• _THE REQUEST_:
Render the lines in the stretch from the one containing "# trace the outline of every instance of the wooden" through the one containing "POLYGON ((344 177, 344" as a Markdown table with the columns No. and Line, skipping any blank lines.

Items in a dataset

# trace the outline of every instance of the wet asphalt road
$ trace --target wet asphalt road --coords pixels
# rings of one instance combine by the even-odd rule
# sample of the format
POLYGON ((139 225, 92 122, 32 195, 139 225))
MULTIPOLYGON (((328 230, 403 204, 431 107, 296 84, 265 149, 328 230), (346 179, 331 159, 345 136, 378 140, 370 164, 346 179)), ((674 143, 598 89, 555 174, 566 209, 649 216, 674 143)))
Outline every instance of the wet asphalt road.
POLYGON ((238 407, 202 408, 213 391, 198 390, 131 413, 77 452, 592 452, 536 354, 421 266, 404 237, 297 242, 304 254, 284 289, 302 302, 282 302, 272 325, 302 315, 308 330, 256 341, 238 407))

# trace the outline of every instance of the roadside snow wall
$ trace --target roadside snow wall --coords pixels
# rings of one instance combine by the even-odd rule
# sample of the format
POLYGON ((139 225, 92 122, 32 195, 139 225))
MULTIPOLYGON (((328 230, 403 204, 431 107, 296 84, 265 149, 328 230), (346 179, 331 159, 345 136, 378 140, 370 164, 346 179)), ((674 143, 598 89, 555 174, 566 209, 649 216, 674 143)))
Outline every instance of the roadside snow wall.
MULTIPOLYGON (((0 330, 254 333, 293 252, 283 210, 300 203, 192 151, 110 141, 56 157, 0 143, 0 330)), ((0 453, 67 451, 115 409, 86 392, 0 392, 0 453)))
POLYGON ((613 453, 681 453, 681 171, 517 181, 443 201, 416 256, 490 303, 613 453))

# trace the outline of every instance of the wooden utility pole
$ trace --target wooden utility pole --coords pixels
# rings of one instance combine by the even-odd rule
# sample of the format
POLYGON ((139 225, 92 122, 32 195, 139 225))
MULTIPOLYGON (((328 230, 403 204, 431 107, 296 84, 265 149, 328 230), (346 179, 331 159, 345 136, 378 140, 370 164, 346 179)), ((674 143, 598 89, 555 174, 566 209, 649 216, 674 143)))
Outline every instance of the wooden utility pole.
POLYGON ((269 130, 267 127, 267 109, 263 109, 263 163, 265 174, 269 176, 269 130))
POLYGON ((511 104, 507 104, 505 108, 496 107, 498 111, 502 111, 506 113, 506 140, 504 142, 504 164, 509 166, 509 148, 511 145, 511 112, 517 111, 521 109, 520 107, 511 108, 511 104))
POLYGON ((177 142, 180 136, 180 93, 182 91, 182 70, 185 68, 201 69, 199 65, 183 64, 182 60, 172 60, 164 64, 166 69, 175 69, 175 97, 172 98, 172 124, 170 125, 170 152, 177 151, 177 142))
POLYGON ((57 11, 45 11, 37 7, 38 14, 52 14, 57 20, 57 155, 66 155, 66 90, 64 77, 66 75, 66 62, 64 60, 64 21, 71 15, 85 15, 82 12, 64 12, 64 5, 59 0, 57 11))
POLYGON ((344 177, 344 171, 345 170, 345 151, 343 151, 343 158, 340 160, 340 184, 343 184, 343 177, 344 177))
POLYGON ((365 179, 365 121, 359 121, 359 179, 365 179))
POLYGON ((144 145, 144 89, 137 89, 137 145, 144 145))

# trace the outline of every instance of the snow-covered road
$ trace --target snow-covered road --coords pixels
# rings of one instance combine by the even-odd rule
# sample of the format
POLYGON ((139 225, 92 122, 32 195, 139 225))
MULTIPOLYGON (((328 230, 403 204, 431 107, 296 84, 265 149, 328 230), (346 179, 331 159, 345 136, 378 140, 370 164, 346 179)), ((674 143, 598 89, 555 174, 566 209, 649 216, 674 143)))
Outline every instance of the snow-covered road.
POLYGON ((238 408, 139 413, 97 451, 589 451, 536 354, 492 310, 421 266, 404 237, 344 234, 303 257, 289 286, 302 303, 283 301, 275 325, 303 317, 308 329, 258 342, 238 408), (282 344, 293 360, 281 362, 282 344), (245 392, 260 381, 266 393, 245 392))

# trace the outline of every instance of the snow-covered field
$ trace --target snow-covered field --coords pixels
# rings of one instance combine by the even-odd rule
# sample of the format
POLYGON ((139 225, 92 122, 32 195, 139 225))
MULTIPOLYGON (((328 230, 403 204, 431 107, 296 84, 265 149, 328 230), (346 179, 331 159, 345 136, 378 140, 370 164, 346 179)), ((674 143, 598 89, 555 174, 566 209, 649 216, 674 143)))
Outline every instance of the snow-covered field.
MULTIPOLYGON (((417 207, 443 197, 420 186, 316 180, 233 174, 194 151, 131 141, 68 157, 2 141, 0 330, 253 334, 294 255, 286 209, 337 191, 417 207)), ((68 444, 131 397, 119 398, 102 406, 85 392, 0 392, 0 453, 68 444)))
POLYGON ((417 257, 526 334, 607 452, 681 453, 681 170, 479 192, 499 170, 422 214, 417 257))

• _ANSWER TO THIS EXERCISE_:
| No. | Line |
|---|---|
| 1 | # trace the outline of every instance of the wooden utility pole |
| 2 | $ trace --target wooden utility pole --coords pixels |
| 3 | # rings of one instance combine by the even-odd rule |
| 4 | # sample of the format |
| 5 | POLYGON ((139 225, 92 122, 32 195, 139 225)) |
| 6 | MULTIPOLYGON (((328 230, 403 204, 431 107, 296 84, 265 149, 328 230), (346 179, 331 159, 345 136, 378 140, 370 164, 346 179)), ((674 143, 598 89, 555 174, 566 209, 649 216, 674 143))) |
| 7 | Outline every instance of the wooden utility pole. |
| 8 | POLYGON ((269 130, 267 127, 267 109, 263 109, 263 163, 265 174, 269 176, 269 130)) |
| 9 | POLYGON ((511 104, 507 104, 505 108, 496 107, 498 111, 502 111, 506 113, 506 140, 504 142, 504 164, 509 166, 509 148, 511 145, 511 112, 517 111, 521 109, 520 107, 511 108, 511 104)) |
| 10 | POLYGON ((177 142, 180 136, 180 93, 182 91, 182 70, 185 68, 201 69, 199 65, 183 64, 182 60, 172 60, 164 64, 166 69, 175 69, 175 97, 172 98, 172 124, 170 125, 170 152, 177 151, 177 142)) |
| 11 | POLYGON ((57 11, 45 11, 37 7, 38 14, 52 14, 57 20, 57 155, 66 155, 66 90, 64 77, 66 75, 66 62, 64 60, 64 21, 71 15, 85 15, 82 12, 64 12, 64 5, 59 0, 57 11)) |
| 12 | POLYGON ((344 177, 344 171, 345 170, 345 151, 343 151, 343 158, 340 160, 340 184, 343 184, 343 177, 344 177)) |